> [EXERCISE DETAILS]
Before printing the listing, strip out its pictures and keep everything else exact.

> [SUPPLIED ENTRIES]
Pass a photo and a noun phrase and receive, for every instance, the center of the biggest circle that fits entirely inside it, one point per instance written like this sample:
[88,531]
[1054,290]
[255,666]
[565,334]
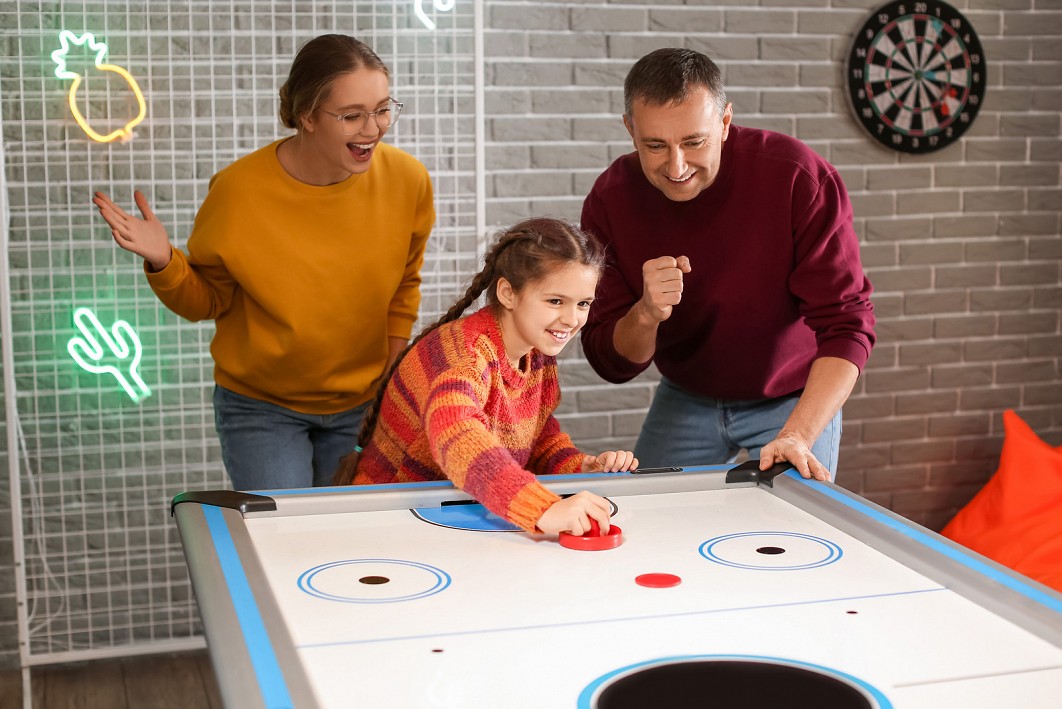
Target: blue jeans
[684,429]
[270,447]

> [ANSWER BELOW]
Pass a photo and a noun phrase and receive, for every instance, the center of the biggest circle that fits entirely inside it, one point per instance written like this sample:
[88,531]
[1054,290]
[255,666]
[565,334]
Target: blue jeans
[684,429]
[270,447]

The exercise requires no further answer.